What is expected
Reproduce verbatim the portion of the shell script text below that runs from "The tput AL" to "its own process.".

Text segment
Global Variable Initialisation

The next block initialises some global variables:

sleep=$1
clear=
shift

Initialising global variables at the beginning of a script is not just good style (because there is one place to find them all), it also protects the script from whatever the caller put into the environment using export or the interactive shell's equivalent.

The shift builtin can be a very useful feature. It throws away the first argument, so what was $2 becomes $1, $3 turns into $2 etc.. With an optional argument the number of arguments to be removed can be specified.

The runcmd Function

The runcmd function is responsible for invoking the command in a fashion that overwrites its last output:

runcmd() {
        tput cm 0 0
        (eval "$@")
        tput AL `tput li`
}

The tput(1) command is handy to directly talk to the terminal. What it can do depends on the terminal it is run in, so it is good practice to test it in as many terminals as possible. A list of available commands is provided by the terminfo(5) manual page. The following commands were used here:

  • cm: cursor_address #row #col
    Used to position the cursor in the top-left corner
  • AL: parm_insert_line #lines
    Used to push any garbage on the terminal (e.g. random key inputs) out of the terminal
  • li: lines
    Returns the number of terminal lines on stdout

The tput AL `tput li` basically acts as a clear below the cursor command.

The eval "$@" command executes all the arguments (apart from the one that was shifted away) as shell commands. The command is enclosed by parenthesis to invoke it in a subshell. That effectively prevents it from affecting the script. It is not able to change signal handlers or variables of the script, because it is run in its own process.

[Collection entries]
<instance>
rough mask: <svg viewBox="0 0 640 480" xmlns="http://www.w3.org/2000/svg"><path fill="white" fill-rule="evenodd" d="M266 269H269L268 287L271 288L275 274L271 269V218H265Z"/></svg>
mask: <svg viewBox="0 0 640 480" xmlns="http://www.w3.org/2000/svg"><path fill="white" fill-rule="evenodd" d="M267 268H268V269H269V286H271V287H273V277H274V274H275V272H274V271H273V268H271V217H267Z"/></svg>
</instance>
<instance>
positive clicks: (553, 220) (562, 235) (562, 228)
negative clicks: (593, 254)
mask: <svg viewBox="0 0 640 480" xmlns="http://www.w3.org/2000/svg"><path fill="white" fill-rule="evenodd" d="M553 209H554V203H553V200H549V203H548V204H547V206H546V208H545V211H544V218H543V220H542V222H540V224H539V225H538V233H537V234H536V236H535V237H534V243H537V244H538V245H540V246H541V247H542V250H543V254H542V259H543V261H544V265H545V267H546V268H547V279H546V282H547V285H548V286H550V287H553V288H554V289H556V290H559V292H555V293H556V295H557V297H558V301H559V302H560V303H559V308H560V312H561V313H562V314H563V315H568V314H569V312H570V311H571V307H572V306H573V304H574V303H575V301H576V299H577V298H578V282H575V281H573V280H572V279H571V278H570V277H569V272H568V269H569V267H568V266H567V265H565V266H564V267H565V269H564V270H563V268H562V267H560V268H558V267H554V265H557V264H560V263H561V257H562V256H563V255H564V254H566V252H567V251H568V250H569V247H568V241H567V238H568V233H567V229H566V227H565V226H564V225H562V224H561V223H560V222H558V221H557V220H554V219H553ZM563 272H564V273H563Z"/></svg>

Response to this exercise
The tput AL `tput li` basically acts as a clear below the cursor command.

The eval "$@" command executes all the arguments (apart from the one that was shifted away) as shell commands. The command is enclosed by parenthesis to invoke it in a subshell. That effectively prevents it from affecting the script. It is not able to change signal handlers or variables of the script, because it is run in its own process.